In the article on intelligent enterprises below, what will differentiate leaders from the laggards in the new normal?

Extract

★ ★ ★

Being intelligent: Leveraging tech & data by being agile
November 30, 2020 1:15 AM
Intelligent enterprises understand the promise that digitalisation holds for any given company
Being an intelligent enterprise is all about co-innovating and integrating.
By Sindhu Gangadharan
The Intelligent Enterprise strategy is a roadmap for the future of business. Intelligent enterprises run agile, integrated business processes and use powerful technologies such as Artificial Intelligence (AI), Machine Learning (ML), Blockchain, Internet of Things (IoT) to sense opportunities, risks and trends. They turn insights into actions by leveraging the data intelligence across every part of the business in real-time. In an intelligent enterprise, data-driven innovation, process automation, new business models and exceptional customer experiences are more quickly achieved.
Intelligent enterprises understand the promise that digitalisation holds for any given company. Every company that wishes to be profitable can do so by becoming an intelligent enterprise. Embedding intelligence into processes creates organisational agility and increases efficiency by providing insights to adapt to challenges. Business leaders need to create an environment where their employees can innovate, irrespective of challenges they face. In the new normal, developing a data mindset will differentiate leaders from the laggards. By leveraging data in the right way, businesses can be more proactive and anticipate future actions, customer expectations, deliver more, optimise processes and mitigate risks.

★ ★ ★

Extracted entries

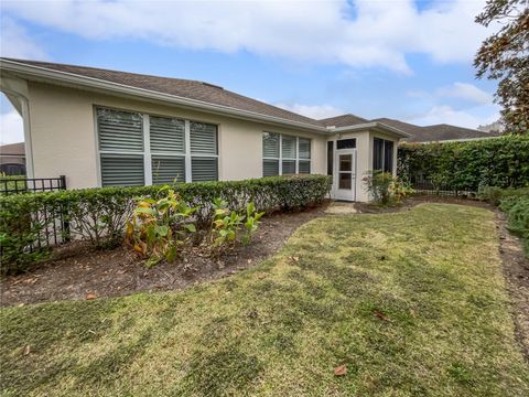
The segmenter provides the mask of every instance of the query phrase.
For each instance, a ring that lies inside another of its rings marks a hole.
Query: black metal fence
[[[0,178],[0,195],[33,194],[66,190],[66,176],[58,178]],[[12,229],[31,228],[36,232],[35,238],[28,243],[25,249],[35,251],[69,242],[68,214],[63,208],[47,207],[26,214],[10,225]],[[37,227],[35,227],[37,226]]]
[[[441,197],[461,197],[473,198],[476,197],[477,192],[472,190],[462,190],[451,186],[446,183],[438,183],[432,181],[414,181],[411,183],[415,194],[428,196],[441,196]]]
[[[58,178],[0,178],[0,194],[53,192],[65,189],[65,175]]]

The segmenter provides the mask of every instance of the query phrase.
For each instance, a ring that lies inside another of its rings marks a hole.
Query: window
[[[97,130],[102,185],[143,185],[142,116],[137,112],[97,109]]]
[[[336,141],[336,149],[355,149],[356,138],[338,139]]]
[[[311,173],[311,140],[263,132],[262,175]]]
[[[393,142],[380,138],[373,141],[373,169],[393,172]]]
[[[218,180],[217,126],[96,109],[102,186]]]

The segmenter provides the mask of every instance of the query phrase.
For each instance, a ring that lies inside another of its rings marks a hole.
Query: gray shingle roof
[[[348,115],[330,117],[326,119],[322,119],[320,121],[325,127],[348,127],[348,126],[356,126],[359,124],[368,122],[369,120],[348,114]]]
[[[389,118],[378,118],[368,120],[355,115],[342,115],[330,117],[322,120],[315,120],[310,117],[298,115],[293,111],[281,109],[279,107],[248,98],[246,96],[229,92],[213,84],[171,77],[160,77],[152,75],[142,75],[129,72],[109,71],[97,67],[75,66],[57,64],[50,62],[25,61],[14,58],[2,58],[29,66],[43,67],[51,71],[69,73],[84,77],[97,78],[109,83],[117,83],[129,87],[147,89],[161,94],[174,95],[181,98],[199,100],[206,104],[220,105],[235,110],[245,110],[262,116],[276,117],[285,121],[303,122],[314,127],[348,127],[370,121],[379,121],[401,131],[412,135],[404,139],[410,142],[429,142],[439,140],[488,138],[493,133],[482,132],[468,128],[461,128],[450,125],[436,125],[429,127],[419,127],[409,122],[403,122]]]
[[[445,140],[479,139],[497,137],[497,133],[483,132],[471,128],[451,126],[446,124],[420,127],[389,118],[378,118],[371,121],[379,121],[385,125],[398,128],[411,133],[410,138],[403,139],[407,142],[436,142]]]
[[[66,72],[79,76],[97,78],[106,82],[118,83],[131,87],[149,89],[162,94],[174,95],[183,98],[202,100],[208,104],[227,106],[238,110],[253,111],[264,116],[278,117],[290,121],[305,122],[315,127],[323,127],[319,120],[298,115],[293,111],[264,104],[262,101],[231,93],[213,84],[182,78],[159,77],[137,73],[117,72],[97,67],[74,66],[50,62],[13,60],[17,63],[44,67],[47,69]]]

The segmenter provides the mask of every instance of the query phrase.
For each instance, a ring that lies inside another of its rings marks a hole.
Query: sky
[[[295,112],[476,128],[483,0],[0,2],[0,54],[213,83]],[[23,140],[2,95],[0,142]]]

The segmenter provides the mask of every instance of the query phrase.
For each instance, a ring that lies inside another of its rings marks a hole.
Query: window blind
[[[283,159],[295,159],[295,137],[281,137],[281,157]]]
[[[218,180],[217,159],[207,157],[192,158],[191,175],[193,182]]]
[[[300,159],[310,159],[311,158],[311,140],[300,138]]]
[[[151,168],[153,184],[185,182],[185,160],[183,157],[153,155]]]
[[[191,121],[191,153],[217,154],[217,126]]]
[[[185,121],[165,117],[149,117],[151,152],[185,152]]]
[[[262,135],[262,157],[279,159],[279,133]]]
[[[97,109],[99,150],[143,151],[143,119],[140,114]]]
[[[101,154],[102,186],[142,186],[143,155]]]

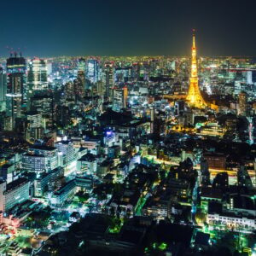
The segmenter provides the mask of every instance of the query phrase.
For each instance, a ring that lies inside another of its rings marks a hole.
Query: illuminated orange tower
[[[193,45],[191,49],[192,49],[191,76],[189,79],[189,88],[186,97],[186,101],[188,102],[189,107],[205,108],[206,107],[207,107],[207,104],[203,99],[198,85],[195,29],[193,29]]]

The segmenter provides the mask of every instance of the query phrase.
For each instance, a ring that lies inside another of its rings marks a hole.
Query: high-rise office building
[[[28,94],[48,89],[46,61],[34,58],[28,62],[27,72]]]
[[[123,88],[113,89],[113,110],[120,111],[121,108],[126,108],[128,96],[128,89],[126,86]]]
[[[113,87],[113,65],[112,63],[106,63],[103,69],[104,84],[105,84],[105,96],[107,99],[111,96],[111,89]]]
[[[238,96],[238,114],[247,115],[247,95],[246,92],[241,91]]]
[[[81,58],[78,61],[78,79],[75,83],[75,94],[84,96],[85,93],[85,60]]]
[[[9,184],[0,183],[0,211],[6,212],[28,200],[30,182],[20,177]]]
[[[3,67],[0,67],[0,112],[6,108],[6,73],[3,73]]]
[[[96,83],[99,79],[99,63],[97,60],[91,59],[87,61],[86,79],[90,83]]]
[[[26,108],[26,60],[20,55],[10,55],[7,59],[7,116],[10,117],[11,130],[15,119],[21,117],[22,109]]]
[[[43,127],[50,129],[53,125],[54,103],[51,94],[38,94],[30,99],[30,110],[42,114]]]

★ ★ ★

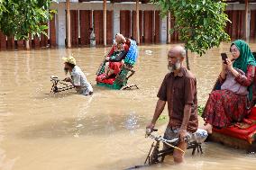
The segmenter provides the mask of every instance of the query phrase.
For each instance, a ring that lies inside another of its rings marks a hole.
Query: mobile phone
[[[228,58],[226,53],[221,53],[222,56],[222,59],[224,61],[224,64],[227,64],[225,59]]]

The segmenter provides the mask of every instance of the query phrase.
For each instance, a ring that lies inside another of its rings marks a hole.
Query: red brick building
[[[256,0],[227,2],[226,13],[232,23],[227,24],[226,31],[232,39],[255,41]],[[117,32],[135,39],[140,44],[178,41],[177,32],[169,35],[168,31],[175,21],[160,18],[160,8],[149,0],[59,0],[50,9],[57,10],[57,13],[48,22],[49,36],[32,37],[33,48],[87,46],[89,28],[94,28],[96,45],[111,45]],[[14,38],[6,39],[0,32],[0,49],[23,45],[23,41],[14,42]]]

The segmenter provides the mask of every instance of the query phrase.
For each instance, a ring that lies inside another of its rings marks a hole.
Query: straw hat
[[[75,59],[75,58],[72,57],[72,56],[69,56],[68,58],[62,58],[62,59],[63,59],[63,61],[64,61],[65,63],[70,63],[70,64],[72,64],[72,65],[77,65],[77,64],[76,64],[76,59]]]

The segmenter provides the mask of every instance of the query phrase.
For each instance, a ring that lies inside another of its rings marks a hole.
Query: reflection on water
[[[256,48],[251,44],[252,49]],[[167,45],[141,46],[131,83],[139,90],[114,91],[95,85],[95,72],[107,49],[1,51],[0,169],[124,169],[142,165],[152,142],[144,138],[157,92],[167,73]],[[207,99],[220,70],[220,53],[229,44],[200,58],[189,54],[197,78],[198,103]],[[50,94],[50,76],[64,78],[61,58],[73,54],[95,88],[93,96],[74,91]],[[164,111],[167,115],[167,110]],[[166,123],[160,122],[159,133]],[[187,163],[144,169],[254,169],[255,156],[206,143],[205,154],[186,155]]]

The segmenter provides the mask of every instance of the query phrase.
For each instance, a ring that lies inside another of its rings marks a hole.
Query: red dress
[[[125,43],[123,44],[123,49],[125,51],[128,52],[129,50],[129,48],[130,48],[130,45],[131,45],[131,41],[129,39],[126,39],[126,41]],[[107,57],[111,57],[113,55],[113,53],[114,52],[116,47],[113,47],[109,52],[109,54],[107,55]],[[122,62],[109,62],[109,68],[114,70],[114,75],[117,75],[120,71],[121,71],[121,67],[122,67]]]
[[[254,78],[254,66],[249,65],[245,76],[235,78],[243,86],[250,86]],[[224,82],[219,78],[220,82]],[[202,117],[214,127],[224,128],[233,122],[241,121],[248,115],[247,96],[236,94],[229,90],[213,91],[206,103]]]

★ ★ ★

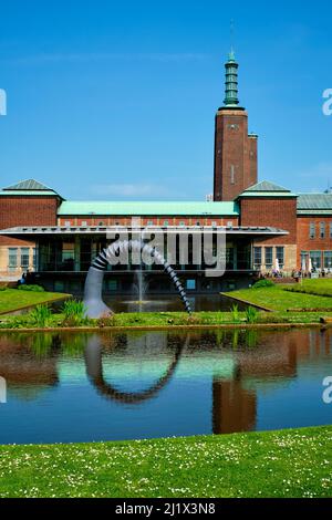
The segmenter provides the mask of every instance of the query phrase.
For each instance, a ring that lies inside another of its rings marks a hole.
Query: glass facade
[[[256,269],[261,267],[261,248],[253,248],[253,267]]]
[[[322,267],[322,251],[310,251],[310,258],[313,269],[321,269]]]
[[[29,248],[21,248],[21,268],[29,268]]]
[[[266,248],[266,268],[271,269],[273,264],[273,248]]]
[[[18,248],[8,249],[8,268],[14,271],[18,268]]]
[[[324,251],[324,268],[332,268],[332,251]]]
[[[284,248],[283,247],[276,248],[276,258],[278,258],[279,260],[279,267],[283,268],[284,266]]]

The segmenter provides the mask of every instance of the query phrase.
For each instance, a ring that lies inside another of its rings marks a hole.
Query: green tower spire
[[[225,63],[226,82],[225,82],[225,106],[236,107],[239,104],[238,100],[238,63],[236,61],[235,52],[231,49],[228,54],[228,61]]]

★ ★ ★

Solution for this task
Developing a data mindset.